**EXERCISE GOAL**
All of the lines below are to be transcribed faithfully, with pictures excluded from the copy.

Stored data entries
= = = = = = =

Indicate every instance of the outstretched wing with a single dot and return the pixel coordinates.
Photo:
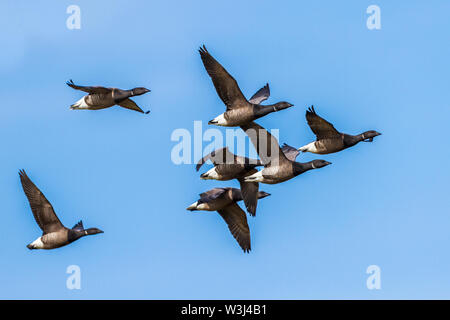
(265, 144)
(226, 86)
(42, 210)
(78, 226)
(260, 95)
(249, 191)
(130, 104)
(321, 128)
(236, 220)
(218, 156)
(88, 89)
(290, 152)
(212, 194)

= = = = = = =

**WRITTEN SOLUTION**
Indicate every instance of the outstretched wing with a single dot and return the pixel coordinates.
Photo:
(265, 144)
(226, 86)
(42, 210)
(78, 226)
(260, 95)
(249, 191)
(130, 104)
(321, 128)
(236, 220)
(218, 156)
(88, 89)
(290, 152)
(212, 194)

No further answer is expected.